• [TEXTE PRÉSENTÉ]:
"""

Avec ce revenu moyen de 26 046$ par habitant, les Québécois doivent se procurer une brochette de biens et services. Le Québec est toutefois distinct à bien des égards, et la brochette de biens est souvent moins coûteuse.

Premier élément : le régime d'assurance médicaments public du Québec. Ailleurs, les Canadiens sans régime privé doivent payer la facture à même leur revenu disponible, alors qu'au Québec, ce n'est pas le cas, puisque la facture a été acquittée par les impôts. Au net, l'avantage que l'ensemble des Québécois en tirent sur les autres Canadiens, en moyenne, s'élève à environ 375 $ par habitant, ce qui explique 7 % de l'écart de 5500 $ de revenu disponible.

Vous me suivez?

Deuxième élément : le réseau de garderies à 7,30 $ (avant la hausse récente). Ailleurs au Canada, les frais sont pleinement déductibles d'impôts, mais le programme du Québec demeure plus avantageux. En 2014, ce programme pouvait représenter un avantage net d'environ 145 $ par habitant au Québec, une somme qui n'a pas à être puisée dans le revenu disponible moyen de 26 046 $, contrairement à ailleurs.

Troisième élément : les universités. Ailleurs au Canada, les droits de scolarité sont environ deux fois plus élevés, une facture qui doit être payée avec le revenu disponible.

Pour les Québécois, cette différence équivaut à un avantage de 115 $ par habitant, environ.

Vous me suivez toujours?

Quatrième élément : l'électricité. À partir des données d'Hydro-Québec et de Statistique Canada, on peut estimer que les Canadiens des autres provinces paient leur électricité environ 80 % plus cher. Sachant que la facture annuelle moyenne de chaque Québécois - bébés compris - s'élève à environ 400$, on peut estimer que notre avantage électrique net se chiffre à environ 320 $ par habitant. C'est l'équivalent de 6 % de l'écart de 5500 $ de revenu disponible avec ailleurs.

Cinquième élément : l'assurance automobile. Le régime particulier du Québec permet aux automobilistes de payer moins. L'avantage se chiffrerait à environ 265 $ par habitant. Enfin, les Québécois contribuent davantage à leur régime de retraite qu'ailleurs. Or, ces paiements par habitant plus élevés (540 $) ont déjà été soustraits pour obtenir le chiffre de 26 046 $ (1).

COÛT DE LA VIE PLUS BAS

En somme, ces éléments permettent aux Québécois « d'économiser » environ 1760 $ que les autres Canadiens doivent payer à même leur revenu disponible. Cet avantage équivaut à environ le tiers de l'écart de 5500 $ avec les autres Canadiens.

Encore une fois, il s'agit d'une approximation, mais tout de même, elle nous permet de constater que les avantages du Québec, sans être négligeables, ne comblent qu'une petite partie de notre écart de revenu avec les autres Canadiens.

D'autres éléments doivent être pris en compte, comme le coût de la vie, plus bas au Québec, surtout pour le logement. Deux méthodes nous permettent d'obtenir un écart de dépenses de logement d'environ 1200 $ à 1400 $ par habitant avec le reste du Canada.

"""

• [DONNÉES D'ÉTUDE]:
"""

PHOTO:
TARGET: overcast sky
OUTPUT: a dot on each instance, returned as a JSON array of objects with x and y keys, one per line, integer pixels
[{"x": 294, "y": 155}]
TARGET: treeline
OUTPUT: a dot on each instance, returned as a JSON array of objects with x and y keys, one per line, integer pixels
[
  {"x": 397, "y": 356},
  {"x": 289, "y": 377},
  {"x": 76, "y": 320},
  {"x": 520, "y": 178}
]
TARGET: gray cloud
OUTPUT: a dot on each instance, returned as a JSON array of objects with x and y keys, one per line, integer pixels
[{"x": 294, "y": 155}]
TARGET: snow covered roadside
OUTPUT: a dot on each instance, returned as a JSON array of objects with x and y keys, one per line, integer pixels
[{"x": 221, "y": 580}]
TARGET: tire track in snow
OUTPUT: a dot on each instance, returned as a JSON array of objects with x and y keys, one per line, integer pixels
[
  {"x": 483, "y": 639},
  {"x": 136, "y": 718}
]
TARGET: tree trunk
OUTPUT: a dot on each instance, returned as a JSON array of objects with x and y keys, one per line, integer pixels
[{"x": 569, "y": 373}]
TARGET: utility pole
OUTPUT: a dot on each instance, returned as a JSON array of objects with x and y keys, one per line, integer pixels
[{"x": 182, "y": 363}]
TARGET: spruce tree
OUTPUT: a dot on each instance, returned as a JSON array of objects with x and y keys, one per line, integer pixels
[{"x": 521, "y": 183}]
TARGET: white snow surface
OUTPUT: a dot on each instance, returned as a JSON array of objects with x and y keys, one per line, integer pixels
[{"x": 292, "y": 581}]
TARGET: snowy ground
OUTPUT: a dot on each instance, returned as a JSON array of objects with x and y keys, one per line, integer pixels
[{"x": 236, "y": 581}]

"""

• [TRAVAIL DEMANDÉ]:
Recopiez, s'il vous plaît, le texte sur les avantages du Québec en partant des mots « Quatrième élément : l'électricité. À » et en finissant après les mots « 26 046 $ (1). ». Appuyez-vous uniquement sur le texte.

• [TRAVAIL TERMINÉ]:
Quatrième élément : l'électricité. À partir des données d'Hydro-Québec et de Statistique Canada, on peut estimer que les Canadiens des autres provinces paient leur électricité environ 80 % plus cher. Sachant que la facture annuelle moyenne de chaque Québécois - bébés compris - s'élève à environ 400$, on peut estimer que notre avantage électrique net se chiffre à environ 320 $ par habitant. C'est l'équivalent de 6 % de l'écart de 5500 $ de revenu disponible avec ailleurs.

Cinquième élément : l'assurance automobile. Le régime particulier du Québec permet aux automobilistes de payer moins. L'avantage se chiffrerait à environ 265 $ par habitant. Enfin, les Québécois contribuent davantage à leur régime de retraite qu'ailleurs. Or, ces paiements par habitant plus élevés (540 $) ont déjà été soustraits pour obtenir le chiffre de 26 046 $ (1).